Required work
Your answer should be one number, the count of lines in the records that carry the string "below".

Listed entries
== Segment start ==
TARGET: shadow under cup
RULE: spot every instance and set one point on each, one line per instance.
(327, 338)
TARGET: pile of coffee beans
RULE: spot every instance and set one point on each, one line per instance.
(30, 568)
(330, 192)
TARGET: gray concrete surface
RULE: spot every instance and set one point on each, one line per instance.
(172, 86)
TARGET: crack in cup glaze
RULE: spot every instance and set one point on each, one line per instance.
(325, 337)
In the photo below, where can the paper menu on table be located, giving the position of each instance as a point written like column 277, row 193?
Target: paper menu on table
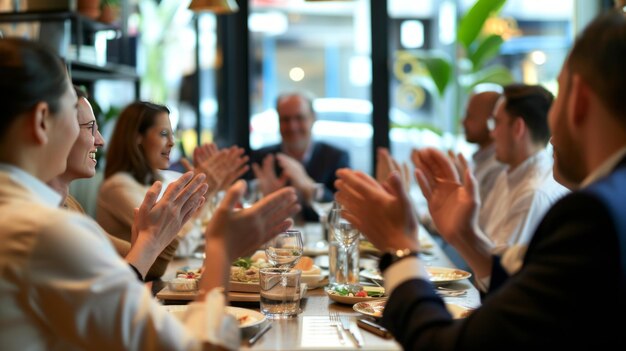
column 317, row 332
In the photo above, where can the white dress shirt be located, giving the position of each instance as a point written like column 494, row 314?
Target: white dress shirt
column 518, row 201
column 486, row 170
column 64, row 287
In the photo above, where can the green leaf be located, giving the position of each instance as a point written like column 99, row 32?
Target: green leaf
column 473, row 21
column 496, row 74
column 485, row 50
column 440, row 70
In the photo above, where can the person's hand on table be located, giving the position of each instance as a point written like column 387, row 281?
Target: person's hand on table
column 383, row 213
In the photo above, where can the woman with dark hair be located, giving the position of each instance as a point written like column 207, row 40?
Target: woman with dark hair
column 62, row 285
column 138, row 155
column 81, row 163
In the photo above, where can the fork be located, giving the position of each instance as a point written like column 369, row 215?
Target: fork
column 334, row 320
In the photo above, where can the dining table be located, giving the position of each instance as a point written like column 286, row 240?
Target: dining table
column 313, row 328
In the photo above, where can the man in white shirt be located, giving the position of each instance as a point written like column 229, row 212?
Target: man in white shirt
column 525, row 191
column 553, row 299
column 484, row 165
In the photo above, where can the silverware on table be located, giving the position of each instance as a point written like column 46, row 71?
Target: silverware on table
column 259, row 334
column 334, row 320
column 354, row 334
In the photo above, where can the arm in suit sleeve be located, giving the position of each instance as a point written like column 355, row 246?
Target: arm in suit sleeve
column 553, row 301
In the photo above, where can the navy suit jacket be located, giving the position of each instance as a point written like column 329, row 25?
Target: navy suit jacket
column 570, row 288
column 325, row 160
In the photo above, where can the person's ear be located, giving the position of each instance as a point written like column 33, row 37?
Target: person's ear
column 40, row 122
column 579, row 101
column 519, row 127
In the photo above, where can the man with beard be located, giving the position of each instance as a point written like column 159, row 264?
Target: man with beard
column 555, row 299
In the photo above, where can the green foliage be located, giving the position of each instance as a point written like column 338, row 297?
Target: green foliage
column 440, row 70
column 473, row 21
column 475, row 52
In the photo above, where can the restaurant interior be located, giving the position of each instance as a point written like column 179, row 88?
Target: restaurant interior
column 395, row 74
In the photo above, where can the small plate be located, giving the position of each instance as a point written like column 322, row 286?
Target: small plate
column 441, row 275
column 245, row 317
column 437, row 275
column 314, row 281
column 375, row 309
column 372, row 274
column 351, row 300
== Segment end ==
== Segment start ==
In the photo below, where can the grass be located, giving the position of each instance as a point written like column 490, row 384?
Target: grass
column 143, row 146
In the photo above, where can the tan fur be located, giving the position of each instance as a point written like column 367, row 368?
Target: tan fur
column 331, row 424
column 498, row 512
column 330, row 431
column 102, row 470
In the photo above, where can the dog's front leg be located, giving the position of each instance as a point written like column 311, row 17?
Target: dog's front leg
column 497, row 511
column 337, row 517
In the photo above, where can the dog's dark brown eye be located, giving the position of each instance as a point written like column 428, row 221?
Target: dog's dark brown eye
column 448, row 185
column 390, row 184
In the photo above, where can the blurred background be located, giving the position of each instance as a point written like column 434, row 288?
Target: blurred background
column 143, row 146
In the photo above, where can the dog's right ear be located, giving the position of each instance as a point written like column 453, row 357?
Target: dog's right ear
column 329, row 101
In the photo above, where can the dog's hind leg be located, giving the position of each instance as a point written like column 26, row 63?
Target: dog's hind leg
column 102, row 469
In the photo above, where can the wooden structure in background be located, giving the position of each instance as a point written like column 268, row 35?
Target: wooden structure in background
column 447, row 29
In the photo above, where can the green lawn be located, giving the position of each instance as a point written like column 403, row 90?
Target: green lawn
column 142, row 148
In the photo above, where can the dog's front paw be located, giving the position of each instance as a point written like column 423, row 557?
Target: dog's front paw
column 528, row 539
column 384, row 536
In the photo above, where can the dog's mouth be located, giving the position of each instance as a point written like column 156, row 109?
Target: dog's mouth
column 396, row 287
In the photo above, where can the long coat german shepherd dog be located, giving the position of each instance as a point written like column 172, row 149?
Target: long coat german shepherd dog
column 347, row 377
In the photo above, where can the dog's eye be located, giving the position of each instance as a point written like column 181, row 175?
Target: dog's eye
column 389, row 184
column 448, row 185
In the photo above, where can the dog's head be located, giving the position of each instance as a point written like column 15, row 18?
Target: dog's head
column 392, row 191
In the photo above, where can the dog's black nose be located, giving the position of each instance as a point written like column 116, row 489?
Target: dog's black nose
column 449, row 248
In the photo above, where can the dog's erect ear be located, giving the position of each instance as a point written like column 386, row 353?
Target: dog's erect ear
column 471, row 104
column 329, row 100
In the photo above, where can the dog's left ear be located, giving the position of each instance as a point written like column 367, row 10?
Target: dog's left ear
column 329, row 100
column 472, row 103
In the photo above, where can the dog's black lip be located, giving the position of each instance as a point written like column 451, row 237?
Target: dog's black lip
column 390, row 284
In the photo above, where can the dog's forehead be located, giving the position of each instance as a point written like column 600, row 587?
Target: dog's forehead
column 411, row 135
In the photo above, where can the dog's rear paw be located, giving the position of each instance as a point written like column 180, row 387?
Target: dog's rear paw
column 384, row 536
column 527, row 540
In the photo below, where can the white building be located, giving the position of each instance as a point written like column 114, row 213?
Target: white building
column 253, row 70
== Segment end ==
== Segment start ==
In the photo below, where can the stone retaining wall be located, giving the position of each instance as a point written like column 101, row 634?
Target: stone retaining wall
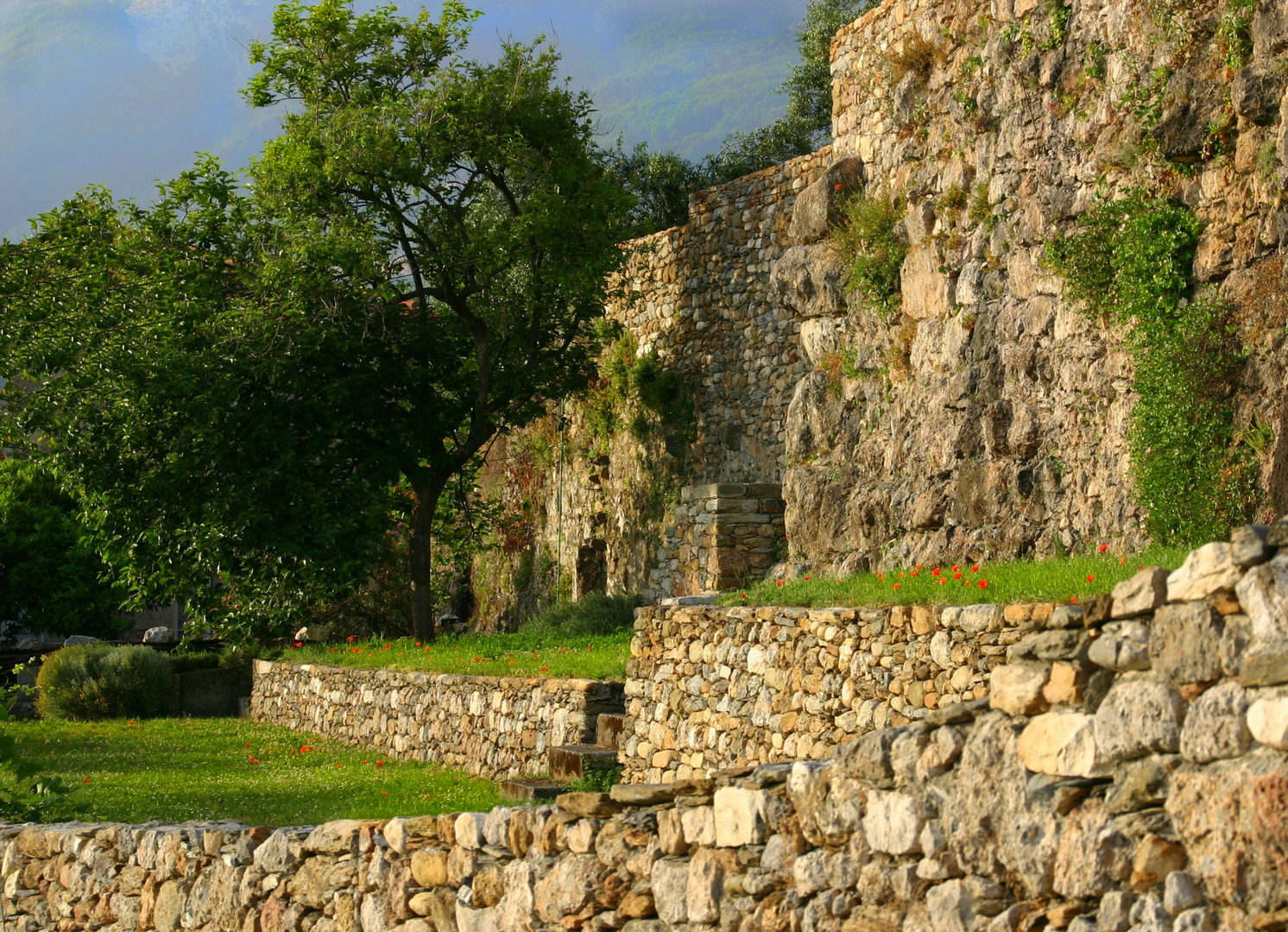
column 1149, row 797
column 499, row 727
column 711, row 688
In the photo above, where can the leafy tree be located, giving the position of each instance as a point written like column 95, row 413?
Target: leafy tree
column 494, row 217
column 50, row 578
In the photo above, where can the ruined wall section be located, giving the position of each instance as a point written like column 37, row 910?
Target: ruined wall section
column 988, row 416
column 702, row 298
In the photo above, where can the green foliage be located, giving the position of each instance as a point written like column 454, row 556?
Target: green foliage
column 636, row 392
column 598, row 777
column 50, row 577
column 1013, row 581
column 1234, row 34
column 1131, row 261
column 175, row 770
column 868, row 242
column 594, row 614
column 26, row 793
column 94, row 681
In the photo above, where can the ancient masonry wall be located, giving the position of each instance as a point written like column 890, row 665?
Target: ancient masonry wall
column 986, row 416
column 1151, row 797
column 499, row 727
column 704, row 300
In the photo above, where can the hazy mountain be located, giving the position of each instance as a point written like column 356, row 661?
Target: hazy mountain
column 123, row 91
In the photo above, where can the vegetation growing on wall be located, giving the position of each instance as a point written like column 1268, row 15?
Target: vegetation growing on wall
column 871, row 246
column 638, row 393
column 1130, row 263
== Segment end ==
Result
4